**Goal of the exercise**: Report every line in the entries below that contains the word "plant", copying each such line in full.

##### Input records

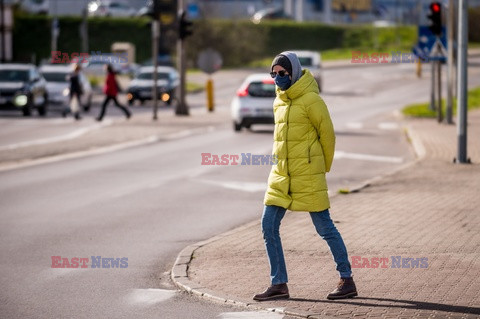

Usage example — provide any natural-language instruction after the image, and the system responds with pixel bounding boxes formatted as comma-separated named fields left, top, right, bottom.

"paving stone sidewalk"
left=172, top=111, right=480, bottom=318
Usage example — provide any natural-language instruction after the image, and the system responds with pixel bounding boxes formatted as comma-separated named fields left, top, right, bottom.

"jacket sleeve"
left=306, top=95, right=335, bottom=172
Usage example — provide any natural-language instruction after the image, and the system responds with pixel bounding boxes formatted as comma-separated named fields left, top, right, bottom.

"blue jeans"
left=262, top=206, right=352, bottom=285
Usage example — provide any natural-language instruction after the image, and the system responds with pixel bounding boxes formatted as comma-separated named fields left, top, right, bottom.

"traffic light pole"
left=175, top=0, right=189, bottom=116
left=175, top=32, right=189, bottom=115
left=446, top=0, right=455, bottom=124
left=152, top=18, right=160, bottom=121
left=435, top=61, right=443, bottom=123
left=456, top=0, right=470, bottom=163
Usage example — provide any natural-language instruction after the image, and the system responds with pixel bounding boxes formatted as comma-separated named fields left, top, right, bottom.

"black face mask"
left=275, top=74, right=292, bottom=91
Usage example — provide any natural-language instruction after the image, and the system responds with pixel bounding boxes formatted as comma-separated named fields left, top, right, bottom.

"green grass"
left=402, top=87, right=480, bottom=118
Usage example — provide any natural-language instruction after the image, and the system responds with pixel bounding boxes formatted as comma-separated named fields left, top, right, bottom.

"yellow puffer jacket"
left=264, top=70, right=335, bottom=212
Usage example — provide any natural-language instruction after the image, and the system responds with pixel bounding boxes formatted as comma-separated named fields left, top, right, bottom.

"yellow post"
left=207, top=78, right=214, bottom=112
left=417, top=59, right=422, bottom=78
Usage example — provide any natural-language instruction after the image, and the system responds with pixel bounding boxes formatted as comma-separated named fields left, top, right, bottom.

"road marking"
left=345, top=122, right=363, bottom=130
left=0, top=120, right=113, bottom=151
left=0, top=126, right=215, bottom=172
left=378, top=122, right=399, bottom=130
left=217, top=311, right=284, bottom=319
left=200, top=180, right=267, bottom=193
left=335, top=151, right=403, bottom=164
left=128, top=288, right=177, bottom=306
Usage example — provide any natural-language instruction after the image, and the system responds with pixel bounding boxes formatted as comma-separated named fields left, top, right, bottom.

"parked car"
left=127, top=66, right=180, bottom=105
left=14, top=0, right=50, bottom=14
left=293, top=51, right=323, bottom=92
left=40, top=64, right=93, bottom=112
left=251, top=7, right=292, bottom=24
left=231, top=73, right=275, bottom=132
left=88, top=0, right=137, bottom=17
left=0, top=64, right=48, bottom=116
left=136, top=0, right=153, bottom=17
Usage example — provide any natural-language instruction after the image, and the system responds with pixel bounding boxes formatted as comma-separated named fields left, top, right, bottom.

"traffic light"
left=178, top=11, right=193, bottom=40
left=427, top=1, right=442, bottom=36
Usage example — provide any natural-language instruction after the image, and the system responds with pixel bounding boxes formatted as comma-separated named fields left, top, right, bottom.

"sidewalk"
left=172, top=111, right=480, bottom=318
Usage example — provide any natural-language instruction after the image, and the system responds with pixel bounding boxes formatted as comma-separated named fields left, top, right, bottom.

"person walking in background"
left=253, top=51, right=357, bottom=301
left=97, top=64, right=132, bottom=121
left=62, top=64, right=83, bottom=120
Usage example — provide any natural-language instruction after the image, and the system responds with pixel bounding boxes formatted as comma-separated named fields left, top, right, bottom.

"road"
left=0, top=59, right=480, bottom=319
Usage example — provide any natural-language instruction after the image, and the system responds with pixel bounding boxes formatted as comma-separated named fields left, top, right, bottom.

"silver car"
left=231, top=73, right=275, bottom=132
left=127, top=66, right=180, bottom=105
left=293, top=50, right=323, bottom=92
left=40, top=64, right=93, bottom=112
left=0, top=64, right=48, bottom=116
left=88, top=0, right=137, bottom=17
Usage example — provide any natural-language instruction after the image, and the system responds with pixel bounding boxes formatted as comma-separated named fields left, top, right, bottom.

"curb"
left=170, top=119, right=426, bottom=319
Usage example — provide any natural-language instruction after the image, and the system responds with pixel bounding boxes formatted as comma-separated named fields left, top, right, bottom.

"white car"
left=292, top=50, right=323, bottom=92
left=40, top=64, right=93, bottom=112
left=231, top=73, right=275, bottom=132
left=127, top=66, right=180, bottom=105
left=88, top=0, right=137, bottom=17
left=14, top=0, right=50, bottom=14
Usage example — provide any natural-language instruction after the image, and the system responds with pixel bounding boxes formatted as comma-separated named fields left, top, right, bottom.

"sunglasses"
left=270, top=70, right=288, bottom=78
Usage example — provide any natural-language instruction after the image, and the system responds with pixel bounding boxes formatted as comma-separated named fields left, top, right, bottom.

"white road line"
left=127, top=288, right=177, bottom=306
left=345, top=122, right=363, bottom=130
left=0, top=126, right=215, bottom=172
left=377, top=122, right=399, bottom=130
left=0, top=120, right=113, bottom=151
left=199, top=180, right=267, bottom=193
left=217, top=311, right=284, bottom=319
left=335, top=151, right=403, bottom=164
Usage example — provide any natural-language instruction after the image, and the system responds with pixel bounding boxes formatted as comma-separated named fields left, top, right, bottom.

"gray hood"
left=280, top=51, right=302, bottom=86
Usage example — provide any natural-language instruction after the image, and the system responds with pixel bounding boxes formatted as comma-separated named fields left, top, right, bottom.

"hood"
left=280, top=51, right=302, bottom=85
left=0, top=82, right=24, bottom=90
left=276, top=69, right=320, bottom=101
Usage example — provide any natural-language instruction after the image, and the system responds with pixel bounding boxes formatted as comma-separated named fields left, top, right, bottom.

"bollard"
left=207, top=78, right=214, bottom=112
left=417, top=58, right=422, bottom=78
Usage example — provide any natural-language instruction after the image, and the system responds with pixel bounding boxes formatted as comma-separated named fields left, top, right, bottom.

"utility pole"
left=0, top=0, right=7, bottom=63
left=295, top=0, right=303, bottom=22
left=80, top=3, right=88, bottom=52
left=446, top=0, right=455, bottom=124
left=323, top=0, right=333, bottom=24
left=152, top=15, right=160, bottom=121
left=51, top=0, right=60, bottom=52
left=456, top=0, right=470, bottom=163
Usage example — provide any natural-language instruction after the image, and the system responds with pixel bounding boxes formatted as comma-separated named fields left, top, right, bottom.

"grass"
left=402, top=87, right=480, bottom=118
left=248, top=42, right=480, bottom=69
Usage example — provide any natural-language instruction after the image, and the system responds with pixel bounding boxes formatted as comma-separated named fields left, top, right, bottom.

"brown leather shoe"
left=327, top=277, right=358, bottom=300
left=253, top=284, right=290, bottom=301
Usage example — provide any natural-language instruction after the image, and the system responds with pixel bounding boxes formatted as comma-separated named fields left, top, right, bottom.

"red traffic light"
left=430, top=2, right=440, bottom=13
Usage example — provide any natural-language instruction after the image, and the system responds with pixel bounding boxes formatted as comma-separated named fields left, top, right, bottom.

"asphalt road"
left=0, top=59, right=480, bottom=318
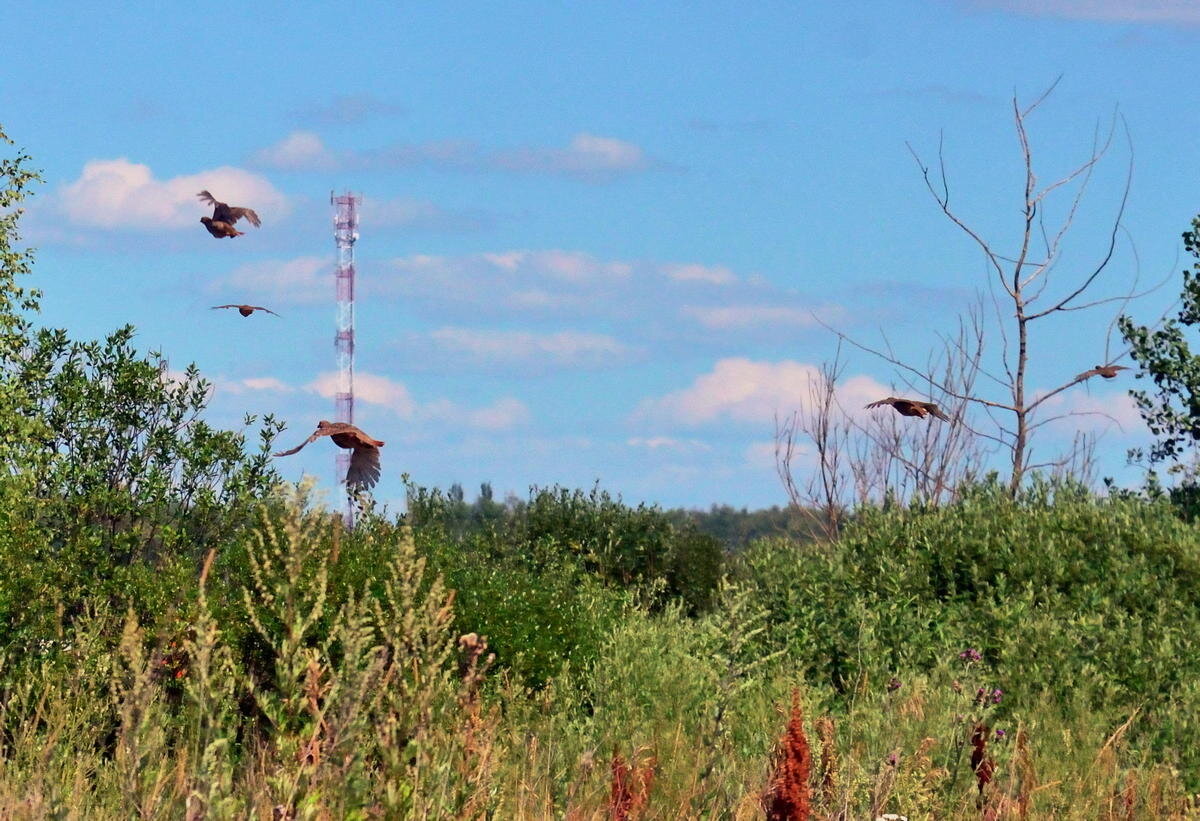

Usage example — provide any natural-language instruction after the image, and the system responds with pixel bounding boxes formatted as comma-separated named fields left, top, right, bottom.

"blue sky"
left=0, top=0, right=1200, bottom=507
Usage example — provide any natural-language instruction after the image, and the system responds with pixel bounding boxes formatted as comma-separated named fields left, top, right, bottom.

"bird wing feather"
left=226, top=205, right=263, bottom=228
left=922, top=402, right=950, bottom=421
left=346, top=444, right=379, bottom=487
left=271, top=431, right=332, bottom=456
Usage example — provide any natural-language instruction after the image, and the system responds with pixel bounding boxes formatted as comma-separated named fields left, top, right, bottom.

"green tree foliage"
left=0, top=132, right=280, bottom=645
left=1118, top=217, right=1200, bottom=465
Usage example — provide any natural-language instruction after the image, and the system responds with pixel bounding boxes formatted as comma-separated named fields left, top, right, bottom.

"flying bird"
left=212, top=305, right=280, bottom=317
left=865, top=396, right=950, bottom=421
left=272, top=419, right=383, bottom=489
left=1075, top=365, right=1129, bottom=382
left=196, top=191, right=263, bottom=239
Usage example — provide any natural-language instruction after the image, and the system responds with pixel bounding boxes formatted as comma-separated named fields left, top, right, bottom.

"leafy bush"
left=738, top=483, right=1200, bottom=780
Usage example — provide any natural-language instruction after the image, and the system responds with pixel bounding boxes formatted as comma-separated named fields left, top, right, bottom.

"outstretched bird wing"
left=271, top=430, right=331, bottom=458
left=920, top=402, right=950, bottom=421
left=226, top=205, right=263, bottom=228
left=196, top=190, right=263, bottom=228
left=346, top=444, right=379, bottom=487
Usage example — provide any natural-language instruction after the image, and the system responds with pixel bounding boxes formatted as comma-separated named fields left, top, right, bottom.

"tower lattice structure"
left=329, top=192, right=362, bottom=527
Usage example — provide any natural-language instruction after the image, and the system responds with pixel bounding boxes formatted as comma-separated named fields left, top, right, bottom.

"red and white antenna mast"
left=329, top=191, right=362, bottom=527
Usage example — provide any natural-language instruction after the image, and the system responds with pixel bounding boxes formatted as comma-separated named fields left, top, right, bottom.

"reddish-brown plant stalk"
left=762, top=690, right=812, bottom=821
left=608, top=750, right=655, bottom=821
left=971, top=721, right=996, bottom=798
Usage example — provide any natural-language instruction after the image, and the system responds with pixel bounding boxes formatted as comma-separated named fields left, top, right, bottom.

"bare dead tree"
left=775, top=324, right=984, bottom=532
left=775, top=350, right=854, bottom=541
left=854, top=311, right=991, bottom=504
left=832, top=80, right=1158, bottom=496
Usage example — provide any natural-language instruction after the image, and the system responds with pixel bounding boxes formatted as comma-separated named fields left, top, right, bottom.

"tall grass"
left=0, top=484, right=1198, bottom=820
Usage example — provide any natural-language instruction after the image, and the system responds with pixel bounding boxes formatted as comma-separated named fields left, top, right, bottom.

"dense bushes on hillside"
left=7, top=126, right=1200, bottom=819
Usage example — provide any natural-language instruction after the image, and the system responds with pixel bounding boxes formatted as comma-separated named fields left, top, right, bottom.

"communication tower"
left=329, top=191, right=362, bottom=527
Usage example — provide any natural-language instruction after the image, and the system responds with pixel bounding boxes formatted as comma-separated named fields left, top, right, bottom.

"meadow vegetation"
left=0, top=126, right=1200, bottom=819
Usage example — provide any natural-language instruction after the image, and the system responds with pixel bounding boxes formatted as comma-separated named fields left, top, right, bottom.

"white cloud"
left=467, top=396, right=530, bottom=431
left=743, top=441, right=787, bottom=471
left=360, top=197, right=492, bottom=232
left=216, top=256, right=334, bottom=307
left=305, top=371, right=418, bottom=419
left=662, top=263, right=738, bottom=284
left=634, top=358, right=888, bottom=425
left=251, top=131, right=650, bottom=181
left=421, top=396, right=530, bottom=431
left=55, top=157, right=289, bottom=230
left=250, top=131, right=338, bottom=170
left=967, top=0, right=1200, bottom=24
left=682, top=305, right=818, bottom=330
left=386, top=250, right=635, bottom=313
left=1040, top=388, right=1147, bottom=436
left=214, top=377, right=295, bottom=394
left=625, top=436, right=713, bottom=453
left=296, top=94, right=404, bottom=125
left=492, top=133, right=648, bottom=179
left=430, top=328, right=629, bottom=366
left=305, top=371, right=530, bottom=431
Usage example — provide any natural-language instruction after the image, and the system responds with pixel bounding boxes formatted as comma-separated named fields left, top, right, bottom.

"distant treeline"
left=409, top=481, right=817, bottom=552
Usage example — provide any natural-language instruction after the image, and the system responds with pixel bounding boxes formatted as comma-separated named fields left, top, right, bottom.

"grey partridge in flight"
left=1075, top=365, right=1129, bottom=382
left=196, top=191, right=263, bottom=239
left=212, top=305, right=280, bottom=317
left=272, top=419, right=383, bottom=489
left=865, top=396, right=950, bottom=421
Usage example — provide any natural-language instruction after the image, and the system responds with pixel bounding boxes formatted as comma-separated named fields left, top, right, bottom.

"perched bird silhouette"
left=865, top=396, right=950, bottom=421
left=272, top=419, right=383, bottom=489
left=212, top=305, right=280, bottom=317
left=1075, top=365, right=1129, bottom=382
left=196, top=191, right=263, bottom=239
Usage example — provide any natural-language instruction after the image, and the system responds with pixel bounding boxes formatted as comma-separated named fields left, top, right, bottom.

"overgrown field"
left=0, top=481, right=1200, bottom=819
left=7, top=124, right=1200, bottom=820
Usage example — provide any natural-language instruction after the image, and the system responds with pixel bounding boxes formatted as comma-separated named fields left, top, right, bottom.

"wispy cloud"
left=430, top=326, right=629, bottom=367
left=360, top=197, right=494, bottom=233
left=625, top=436, right=713, bottom=454
left=634, top=358, right=888, bottom=426
left=295, top=94, right=404, bottom=126
left=209, top=257, right=334, bottom=307
left=960, top=0, right=1200, bottom=25
left=52, top=157, right=290, bottom=230
left=304, top=371, right=416, bottom=419
left=250, top=131, right=341, bottom=170
left=212, top=377, right=295, bottom=394
left=251, top=131, right=653, bottom=182
left=304, top=371, right=530, bottom=431
left=680, top=305, right=844, bottom=330
left=1042, top=386, right=1146, bottom=436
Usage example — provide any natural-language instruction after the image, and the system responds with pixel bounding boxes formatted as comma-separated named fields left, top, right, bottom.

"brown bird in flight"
left=196, top=191, right=263, bottom=239
left=212, top=305, right=280, bottom=317
left=865, top=396, right=950, bottom=421
left=272, top=419, right=383, bottom=489
left=1075, top=365, right=1129, bottom=382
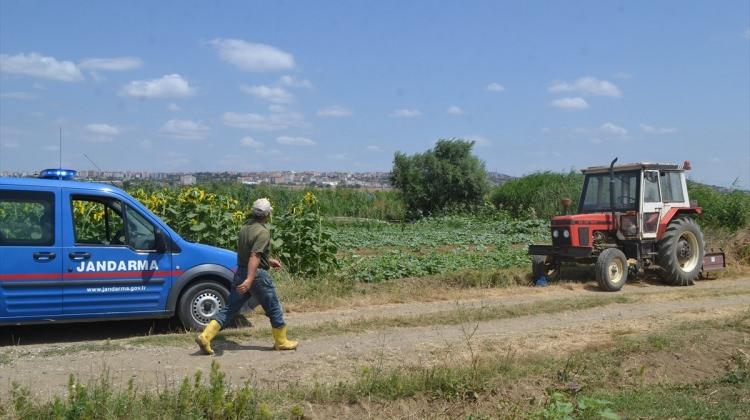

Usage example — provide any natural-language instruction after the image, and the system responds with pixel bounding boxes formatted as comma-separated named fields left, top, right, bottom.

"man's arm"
left=242, top=252, right=260, bottom=294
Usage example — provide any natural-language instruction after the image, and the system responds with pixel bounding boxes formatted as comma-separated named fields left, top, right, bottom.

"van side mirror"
left=155, top=229, right=169, bottom=253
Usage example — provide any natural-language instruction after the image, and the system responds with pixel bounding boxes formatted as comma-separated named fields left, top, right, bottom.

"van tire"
left=177, top=280, right=229, bottom=331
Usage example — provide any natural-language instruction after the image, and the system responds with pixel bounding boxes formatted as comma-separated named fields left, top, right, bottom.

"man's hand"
left=237, top=279, right=253, bottom=295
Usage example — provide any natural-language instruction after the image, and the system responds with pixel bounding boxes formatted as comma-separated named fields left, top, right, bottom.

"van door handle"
left=68, top=252, right=91, bottom=261
left=33, top=252, right=57, bottom=261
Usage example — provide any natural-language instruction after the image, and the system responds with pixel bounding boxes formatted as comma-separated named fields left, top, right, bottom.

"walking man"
left=195, top=198, right=297, bottom=355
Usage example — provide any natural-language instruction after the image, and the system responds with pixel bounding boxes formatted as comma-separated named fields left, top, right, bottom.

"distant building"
left=180, top=175, right=195, bottom=185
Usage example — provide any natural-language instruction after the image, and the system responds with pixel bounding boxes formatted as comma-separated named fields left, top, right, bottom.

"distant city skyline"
left=0, top=0, right=750, bottom=189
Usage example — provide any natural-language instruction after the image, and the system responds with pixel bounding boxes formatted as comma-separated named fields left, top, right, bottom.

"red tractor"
left=529, top=159, right=725, bottom=292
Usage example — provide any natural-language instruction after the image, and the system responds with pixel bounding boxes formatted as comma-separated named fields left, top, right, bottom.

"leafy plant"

##########

**Exercise output**:
"reddish-brown plant stalk"
"leafy plant"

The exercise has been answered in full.